*** Opening of QUOTED PASSAGE ***

One of the key consumer protections in the Affordable Care Act is the requirement that plans must have a limit on out-of-pocket costs. In 2014, plans must limit out-of-pocket costs to no more than $6,350 for individuals and $12,700 for a family plan. However, there are limits on the limit, and the details matter. For one, this protection does not apply to grandfathered plans. In addition, plans do not have to count consumer spending on out-of-network care, non-essential health benefits, or non-covered services. And in 2014, employer-sponsored plans with separate out-of-pocket limits for certain benefits (for example, one for medical benefits and another for prescription drugs) have considerable flexibility in how they set their limits.
As part of our Robert Wood Johnson Foundation-funded Navigator Technical Assistance project, we received a question that falls under one of those limits on the limit. A Navigator from Georgia asked: If a patient purchases a plan through the Federal Marketplace that does not cover a specialty tier drug that the patient needs for a chronic condition, does that mean the patient is responsible for the full cost of that prescription drug, and the out-of-pocket cost will not be included as part of the patient’s out-of-pocket maximum for the marketplace plan?
Unfortunately, the simple answer is “yes” and “yes.” Plans are not required to count patient costs for a non-covered drug toward the out-of-pocket limit, which for specialty drugs can be substantial and even cost-prohibitive. However, consumers in this difficult spot have options. Under federal rules, plans that provide Essential Health Benefits must have procedures in place that allow an enrollee to “request and gain access to clinically appropriate drugs not covered by the health plan.”

*** Close of QUOTED PASSAGE ***
*** Opening of INFORMATION GIVEN ***

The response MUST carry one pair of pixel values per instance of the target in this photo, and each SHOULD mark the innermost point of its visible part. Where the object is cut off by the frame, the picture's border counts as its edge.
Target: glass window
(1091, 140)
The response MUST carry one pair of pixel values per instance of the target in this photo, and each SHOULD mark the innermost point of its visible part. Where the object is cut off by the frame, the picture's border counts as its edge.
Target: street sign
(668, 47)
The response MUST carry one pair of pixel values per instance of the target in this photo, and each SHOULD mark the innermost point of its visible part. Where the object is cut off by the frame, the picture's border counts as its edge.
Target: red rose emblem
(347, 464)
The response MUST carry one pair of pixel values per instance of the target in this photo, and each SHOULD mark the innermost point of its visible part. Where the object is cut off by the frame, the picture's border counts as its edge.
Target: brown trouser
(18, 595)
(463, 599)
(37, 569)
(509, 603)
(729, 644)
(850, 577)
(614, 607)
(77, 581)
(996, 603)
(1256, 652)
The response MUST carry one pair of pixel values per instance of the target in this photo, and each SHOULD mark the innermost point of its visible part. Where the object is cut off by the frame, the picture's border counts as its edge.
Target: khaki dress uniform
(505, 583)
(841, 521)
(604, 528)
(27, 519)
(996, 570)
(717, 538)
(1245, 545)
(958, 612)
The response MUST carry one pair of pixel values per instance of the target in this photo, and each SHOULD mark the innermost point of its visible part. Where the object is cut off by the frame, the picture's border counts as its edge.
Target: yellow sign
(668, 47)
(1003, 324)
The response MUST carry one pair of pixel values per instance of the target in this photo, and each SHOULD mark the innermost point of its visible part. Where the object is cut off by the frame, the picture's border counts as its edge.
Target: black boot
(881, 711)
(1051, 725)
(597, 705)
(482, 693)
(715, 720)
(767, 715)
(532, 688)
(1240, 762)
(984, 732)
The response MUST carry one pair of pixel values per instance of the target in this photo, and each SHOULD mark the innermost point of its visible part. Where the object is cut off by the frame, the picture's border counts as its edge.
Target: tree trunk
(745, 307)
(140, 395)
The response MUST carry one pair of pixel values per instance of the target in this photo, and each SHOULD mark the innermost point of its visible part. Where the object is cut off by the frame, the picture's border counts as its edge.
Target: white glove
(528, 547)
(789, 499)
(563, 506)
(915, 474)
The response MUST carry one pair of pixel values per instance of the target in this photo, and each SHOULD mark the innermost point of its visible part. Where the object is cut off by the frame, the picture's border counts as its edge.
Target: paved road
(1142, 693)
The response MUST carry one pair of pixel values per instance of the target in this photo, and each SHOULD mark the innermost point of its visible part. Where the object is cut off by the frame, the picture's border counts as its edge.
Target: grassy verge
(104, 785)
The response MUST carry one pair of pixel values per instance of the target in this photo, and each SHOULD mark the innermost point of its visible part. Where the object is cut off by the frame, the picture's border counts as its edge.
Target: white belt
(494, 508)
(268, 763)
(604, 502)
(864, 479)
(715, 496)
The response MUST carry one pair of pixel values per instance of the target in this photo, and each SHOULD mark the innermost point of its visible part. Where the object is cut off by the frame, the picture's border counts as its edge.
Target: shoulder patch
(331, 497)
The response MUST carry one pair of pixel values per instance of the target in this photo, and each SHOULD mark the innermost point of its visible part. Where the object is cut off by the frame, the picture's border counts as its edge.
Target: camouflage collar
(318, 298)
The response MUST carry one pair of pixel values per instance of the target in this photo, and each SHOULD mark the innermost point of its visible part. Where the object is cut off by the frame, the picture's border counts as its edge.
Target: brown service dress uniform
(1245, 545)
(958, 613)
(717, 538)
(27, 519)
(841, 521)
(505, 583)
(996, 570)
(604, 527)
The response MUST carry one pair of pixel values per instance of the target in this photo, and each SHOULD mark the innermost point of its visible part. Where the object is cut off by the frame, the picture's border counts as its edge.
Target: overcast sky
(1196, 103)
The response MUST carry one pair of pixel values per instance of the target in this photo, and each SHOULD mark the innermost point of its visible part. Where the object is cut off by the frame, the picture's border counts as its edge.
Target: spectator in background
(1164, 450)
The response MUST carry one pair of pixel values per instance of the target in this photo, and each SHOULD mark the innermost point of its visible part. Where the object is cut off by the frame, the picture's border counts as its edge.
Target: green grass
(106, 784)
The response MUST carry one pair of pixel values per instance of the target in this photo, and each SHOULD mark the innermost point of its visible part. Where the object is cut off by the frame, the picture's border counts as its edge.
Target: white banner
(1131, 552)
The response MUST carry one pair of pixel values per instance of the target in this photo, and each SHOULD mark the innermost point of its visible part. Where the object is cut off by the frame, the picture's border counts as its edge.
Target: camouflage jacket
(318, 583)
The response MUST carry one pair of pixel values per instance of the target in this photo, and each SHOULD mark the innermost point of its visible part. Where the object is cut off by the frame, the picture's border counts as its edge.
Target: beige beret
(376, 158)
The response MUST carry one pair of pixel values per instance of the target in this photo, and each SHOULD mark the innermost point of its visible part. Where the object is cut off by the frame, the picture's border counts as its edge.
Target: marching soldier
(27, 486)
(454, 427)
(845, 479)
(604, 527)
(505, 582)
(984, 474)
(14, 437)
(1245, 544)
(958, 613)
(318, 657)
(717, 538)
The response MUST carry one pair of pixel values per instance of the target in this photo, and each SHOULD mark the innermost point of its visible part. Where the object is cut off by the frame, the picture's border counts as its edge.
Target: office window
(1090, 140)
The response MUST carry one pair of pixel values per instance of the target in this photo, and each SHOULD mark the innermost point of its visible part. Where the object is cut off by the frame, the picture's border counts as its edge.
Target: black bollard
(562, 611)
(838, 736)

*** Close of INFORMATION GIVEN ***

> [WHAT YOU SHOULD DO]: Duplicate the portion of the passage on out-of-pocket limits between "As part of our" and "the marketplace plan?", inclusive. These items have no connection to the passage on out-of-pocket limits.

> [SOLUTION]:
As part of our Robert Wood Johnson Foundation-funded Navigator Technical Assistance project, we received a question that falls under one of those limits on the limit. A Navigator from Georgia asked: If a patient purchases a plan through the Federal Marketplace that does not cover a specialty tier drug that the patient needs for a chronic condition, does that mean the patient is responsible for the full cost of that prescription drug, and the out-of-pocket cost will not be included as part of the patient’s out-of-pocket maximum for the marketplace plan?